- RECORDED DATA -
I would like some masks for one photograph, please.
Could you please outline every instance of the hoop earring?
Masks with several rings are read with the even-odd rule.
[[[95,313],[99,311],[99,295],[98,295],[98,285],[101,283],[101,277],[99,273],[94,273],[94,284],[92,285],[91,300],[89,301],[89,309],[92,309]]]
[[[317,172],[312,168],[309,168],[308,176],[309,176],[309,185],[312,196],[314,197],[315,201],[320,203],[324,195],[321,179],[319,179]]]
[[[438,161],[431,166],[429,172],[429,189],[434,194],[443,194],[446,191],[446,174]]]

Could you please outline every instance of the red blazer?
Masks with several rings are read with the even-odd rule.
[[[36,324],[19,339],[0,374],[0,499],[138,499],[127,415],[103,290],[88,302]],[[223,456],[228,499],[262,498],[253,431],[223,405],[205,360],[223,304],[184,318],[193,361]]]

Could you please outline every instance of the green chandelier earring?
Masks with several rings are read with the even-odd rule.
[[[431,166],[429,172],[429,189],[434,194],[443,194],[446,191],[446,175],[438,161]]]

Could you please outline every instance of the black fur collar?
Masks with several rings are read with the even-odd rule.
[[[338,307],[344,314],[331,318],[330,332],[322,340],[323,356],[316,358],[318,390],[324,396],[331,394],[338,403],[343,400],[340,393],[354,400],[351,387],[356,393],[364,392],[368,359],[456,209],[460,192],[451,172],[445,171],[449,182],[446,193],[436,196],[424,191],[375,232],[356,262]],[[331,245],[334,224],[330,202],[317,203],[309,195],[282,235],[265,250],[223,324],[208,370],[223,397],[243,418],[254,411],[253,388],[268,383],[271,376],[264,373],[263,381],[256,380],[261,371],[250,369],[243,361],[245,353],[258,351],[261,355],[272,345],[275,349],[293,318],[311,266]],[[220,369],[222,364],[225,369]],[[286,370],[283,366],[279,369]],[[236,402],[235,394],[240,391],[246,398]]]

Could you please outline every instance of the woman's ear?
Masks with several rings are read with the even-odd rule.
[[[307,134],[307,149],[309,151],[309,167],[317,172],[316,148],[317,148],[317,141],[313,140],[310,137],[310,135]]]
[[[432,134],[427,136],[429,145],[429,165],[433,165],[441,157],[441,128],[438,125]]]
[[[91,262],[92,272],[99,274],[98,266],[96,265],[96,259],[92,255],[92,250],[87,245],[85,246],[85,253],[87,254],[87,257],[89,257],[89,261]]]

- WHAT IS EXPECTED -
Return all of the data exactly as it reads.

- RESPONSE FOR THIS EXERCISE -
I would like some masks for one photograph, please.
Could you please outline every instance of the hoop earring?
Masks with several rings are read with the even-odd rule.
[[[95,313],[99,311],[99,295],[98,295],[98,285],[101,283],[101,277],[99,273],[94,273],[94,284],[92,285],[91,300],[89,301],[89,309],[92,309]]]
[[[317,172],[312,168],[309,168],[308,176],[309,176],[309,185],[312,196],[314,197],[315,201],[320,203],[324,195],[321,179],[319,179]]]
[[[438,161],[431,166],[429,172],[429,189],[434,194],[443,194],[446,191],[446,174]]]

Could you please outline every instance of the red blazer?
Masks with several rings are read with the even-odd rule.
[[[36,324],[19,339],[0,374],[0,499],[138,499],[127,415],[103,290],[88,302]],[[223,456],[228,499],[262,498],[253,431],[223,405],[205,360],[223,304],[184,318],[193,361]]]

Could you please outline every instance of the green chandelier earring?
Masks with several rings are read with the even-odd rule.
[[[431,166],[429,172],[429,189],[434,194],[443,194],[446,191],[446,175],[438,161]]]

Could you please outline every instance of the black fur collar?
Masks with several rings are read with the even-odd rule.
[[[338,307],[344,314],[331,318],[330,332],[322,340],[323,356],[316,358],[318,390],[324,396],[331,394],[338,403],[343,400],[340,393],[354,400],[351,387],[356,393],[364,392],[368,359],[456,209],[460,192],[451,172],[445,171],[449,182],[446,193],[436,196],[424,191],[375,232],[356,262]],[[331,245],[334,224],[330,202],[317,203],[309,195],[282,235],[265,250],[223,324],[208,370],[223,397],[243,418],[254,411],[253,388],[268,383],[271,376],[264,373],[263,381],[256,380],[261,371],[250,369],[243,361],[245,353],[258,351],[261,355],[272,345],[275,349],[293,318],[311,266]],[[220,369],[222,364],[225,369]],[[286,370],[283,366],[279,369]],[[236,402],[235,394],[240,391],[246,398]]]

Could you please outline every instance of the woman's ear?
Masks with several rings are read with the even-odd rule.
[[[307,134],[307,149],[309,151],[309,167],[317,172],[316,148],[317,148],[317,141],[313,140],[310,137],[310,135]]]
[[[432,134],[427,136],[429,145],[429,165],[433,165],[441,157],[441,128],[438,125]]]
[[[91,262],[92,272],[99,274],[98,266],[96,265],[96,259],[92,255],[92,250],[87,245],[85,246],[85,253],[87,254],[87,257],[89,257],[89,261]]]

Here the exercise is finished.